▶ FRAGMENTO DEL DOCUMENTO
▼
Resultó patético ver cómo la Cámara de Diputados escribió una de las páginas más vergonzosas de su historia al exonerar a Cuauhtémoc Blanco del desafuero. Está blindado. Sigue siendo intocable.

Pero lo más repugnante no es lo que ocurrió la semana pasada. Es lo que ocurrió desde antes, desde su ominoso paso por el gobierno de Morelos.

Blanco fue inscrito como candidato plurinominal por Morena en 2024, apenas dejó la gubernatura, con un solo objetivo: blindarlo. El fuero no fue consecuencia de su elección, sino su propósito desde el inicio. Nunca quiso una curul para legislar. La buscó para protegerse. Para esconderse.

Fue una maniobra cínica para resguardar a un hombre acusado de corrupción, vínculos con el crimen organizado, enriquecimiento ilícito y hasta intento de violación de su propia hermana. Sin prejuzgar, eso dice mucho.

El fuero le ha servido, no para proteger la libertad de sus ideas ni por la defensa de alguna brillante teoría política sobre el Estado, sino para evitarle la molestia de enfrentar a la justicia. La mayoría oficialista lo blindó sin el menor sonrojo. El PRI lo respaldó sin el menor pudor. Y, al final, todos se arroparon con la misma manta raída del procedimiento, como si el trámite pudiera cubrir la vergüenza.
▲
▶ MATERIAL PROPORCIONADO
▼
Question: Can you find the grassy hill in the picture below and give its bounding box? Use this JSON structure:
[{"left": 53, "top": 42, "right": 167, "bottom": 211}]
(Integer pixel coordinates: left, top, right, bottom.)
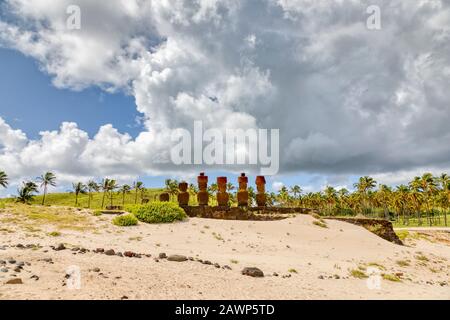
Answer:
[{"left": 32, "top": 189, "right": 164, "bottom": 209}]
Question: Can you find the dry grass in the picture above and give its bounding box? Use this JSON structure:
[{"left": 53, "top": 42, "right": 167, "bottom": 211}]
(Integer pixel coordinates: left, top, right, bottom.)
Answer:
[{"left": 0, "top": 203, "right": 94, "bottom": 233}]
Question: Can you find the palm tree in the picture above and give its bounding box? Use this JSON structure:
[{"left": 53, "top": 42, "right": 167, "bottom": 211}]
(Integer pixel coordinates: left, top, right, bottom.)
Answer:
[
  {"left": 247, "top": 187, "right": 256, "bottom": 206},
  {"left": 119, "top": 184, "right": 131, "bottom": 206},
  {"left": 72, "top": 182, "right": 86, "bottom": 207},
  {"left": 16, "top": 181, "right": 38, "bottom": 203},
  {"left": 420, "top": 173, "right": 436, "bottom": 226},
  {"left": 208, "top": 183, "right": 219, "bottom": 205},
  {"left": 376, "top": 184, "right": 392, "bottom": 220},
  {"left": 354, "top": 176, "right": 377, "bottom": 213},
  {"left": 0, "top": 171, "right": 8, "bottom": 188},
  {"left": 100, "top": 178, "right": 110, "bottom": 209},
  {"left": 278, "top": 186, "right": 290, "bottom": 205},
  {"left": 325, "top": 186, "right": 337, "bottom": 214},
  {"left": 37, "top": 172, "right": 56, "bottom": 205},
  {"left": 107, "top": 179, "right": 119, "bottom": 207},
  {"left": 290, "top": 185, "right": 303, "bottom": 206},
  {"left": 165, "top": 179, "right": 179, "bottom": 198},
  {"left": 87, "top": 180, "right": 100, "bottom": 209},
  {"left": 133, "top": 181, "right": 144, "bottom": 204}
]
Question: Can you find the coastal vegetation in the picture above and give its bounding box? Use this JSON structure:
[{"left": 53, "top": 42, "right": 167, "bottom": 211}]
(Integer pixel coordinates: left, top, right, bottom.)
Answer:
[{"left": 0, "top": 171, "right": 450, "bottom": 227}]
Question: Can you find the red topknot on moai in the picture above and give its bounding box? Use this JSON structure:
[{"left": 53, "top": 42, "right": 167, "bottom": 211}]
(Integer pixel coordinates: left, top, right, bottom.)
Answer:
[
  {"left": 238, "top": 173, "right": 248, "bottom": 207},
  {"left": 217, "top": 177, "right": 230, "bottom": 207},
  {"left": 256, "top": 176, "right": 267, "bottom": 207},
  {"left": 178, "top": 182, "right": 189, "bottom": 207},
  {"left": 197, "top": 172, "right": 209, "bottom": 206}
]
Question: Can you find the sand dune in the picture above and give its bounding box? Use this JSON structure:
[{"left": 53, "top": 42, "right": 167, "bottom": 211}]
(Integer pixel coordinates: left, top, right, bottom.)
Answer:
[{"left": 0, "top": 211, "right": 450, "bottom": 299}]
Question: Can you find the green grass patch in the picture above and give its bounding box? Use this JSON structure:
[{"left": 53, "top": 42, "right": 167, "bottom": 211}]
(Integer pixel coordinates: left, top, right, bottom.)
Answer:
[
  {"left": 416, "top": 254, "right": 430, "bottom": 262},
  {"left": 395, "top": 230, "right": 409, "bottom": 241},
  {"left": 125, "top": 202, "right": 187, "bottom": 223},
  {"left": 395, "top": 260, "right": 410, "bottom": 267},
  {"left": 313, "top": 220, "right": 328, "bottom": 229},
  {"left": 350, "top": 269, "right": 369, "bottom": 279},
  {"left": 367, "top": 262, "right": 386, "bottom": 270},
  {"left": 383, "top": 273, "right": 402, "bottom": 282},
  {"left": 31, "top": 189, "right": 164, "bottom": 210},
  {"left": 112, "top": 214, "right": 138, "bottom": 227}
]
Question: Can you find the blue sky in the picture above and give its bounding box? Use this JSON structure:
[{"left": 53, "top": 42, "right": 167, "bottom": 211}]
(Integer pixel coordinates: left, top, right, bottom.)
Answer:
[
  {"left": 0, "top": 48, "right": 142, "bottom": 139},
  {"left": 0, "top": 48, "right": 330, "bottom": 194},
  {"left": 0, "top": 0, "right": 450, "bottom": 198}
]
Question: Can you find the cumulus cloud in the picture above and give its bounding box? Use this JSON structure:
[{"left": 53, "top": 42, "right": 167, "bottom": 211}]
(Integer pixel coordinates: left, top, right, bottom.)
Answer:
[{"left": 0, "top": 0, "right": 450, "bottom": 188}]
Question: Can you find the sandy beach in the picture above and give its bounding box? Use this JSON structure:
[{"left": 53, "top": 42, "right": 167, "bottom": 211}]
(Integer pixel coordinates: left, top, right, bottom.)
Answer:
[{"left": 0, "top": 208, "right": 450, "bottom": 300}]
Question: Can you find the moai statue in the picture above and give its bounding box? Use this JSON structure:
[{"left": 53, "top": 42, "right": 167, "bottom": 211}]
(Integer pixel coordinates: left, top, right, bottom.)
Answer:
[
  {"left": 217, "top": 177, "right": 230, "bottom": 207},
  {"left": 197, "top": 172, "right": 209, "bottom": 206},
  {"left": 256, "top": 176, "right": 267, "bottom": 207},
  {"left": 238, "top": 173, "right": 248, "bottom": 207},
  {"left": 159, "top": 192, "right": 170, "bottom": 202},
  {"left": 178, "top": 182, "right": 189, "bottom": 207}
]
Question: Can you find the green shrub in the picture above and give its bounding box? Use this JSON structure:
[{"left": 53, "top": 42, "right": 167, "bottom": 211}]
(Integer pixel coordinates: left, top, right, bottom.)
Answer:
[
  {"left": 92, "top": 210, "right": 103, "bottom": 217},
  {"left": 113, "top": 214, "right": 138, "bottom": 227},
  {"left": 127, "top": 202, "right": 187, "bottom": 223}
]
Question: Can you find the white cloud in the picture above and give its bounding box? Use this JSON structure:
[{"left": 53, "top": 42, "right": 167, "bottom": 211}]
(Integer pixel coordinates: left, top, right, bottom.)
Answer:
[
  {"left": 272, "top": 181, "right": 284, "bottom": 192},
  {"left": 0, "top": 0, "right": 450, "bottom": 186}
]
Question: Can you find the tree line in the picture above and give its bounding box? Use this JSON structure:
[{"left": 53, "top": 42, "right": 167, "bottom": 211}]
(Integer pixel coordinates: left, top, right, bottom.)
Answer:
[
  {"left": 0, "top": 171, "right": 450, "bottom": 226},
  {"left": 0, "top": 171, "right": 146, "bottom": 208}
]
▲
▶ PROBLEMA A
Según el artículo sobre el desafuero de Cuauhtémoc Blanco, ¿en qué año lo inscribió Morena como candidato plurinominal?
▶ PROBLEMA B
Prosigue el artículo sobre el desafuero de Cuauhtémoc Blanco a partir de su última oración.

▶ RESULTADO FINAL A
En 2024.

▶ RESULTADO FINAL B
Cuauhtémoc Blanco es el prototipo exacto del político del régimen: ignorante, obediente, funcional. Fue un buen futbolista, pero como político no sabe hablar, no sabe argumentar, no sabe gobernar. Es, en términos técnicos, un analfabeta funcional. Pero es popular entre el pueblo’. Y eso, al parecer, es lo único que importa.

En el sistema actual, la lealtad pesa más que la capacidad, y la complicidad vale más que la honestidad. Lo eligieron para protegerlo. Le dieron fuero para silenciarlo. Lo blindaron para que no hablara… y para que no cayera.

La Cámara de Diputados consumó la infamia: 291 legisladores votaron en contra de la solicitud de desafuero. En una sesión grotesca, Blanco subió ilegalmente a la tribuna —seguramente será la única vez que lo hará— y, entre los aplausos de sus cómplices, se declaró inocente. A su alrededor, diputadas de Morena coreaban “¡No estás solo!”, mientras, del otro lado, se alzaban carteles con la leyenda: “No llegamos todas”.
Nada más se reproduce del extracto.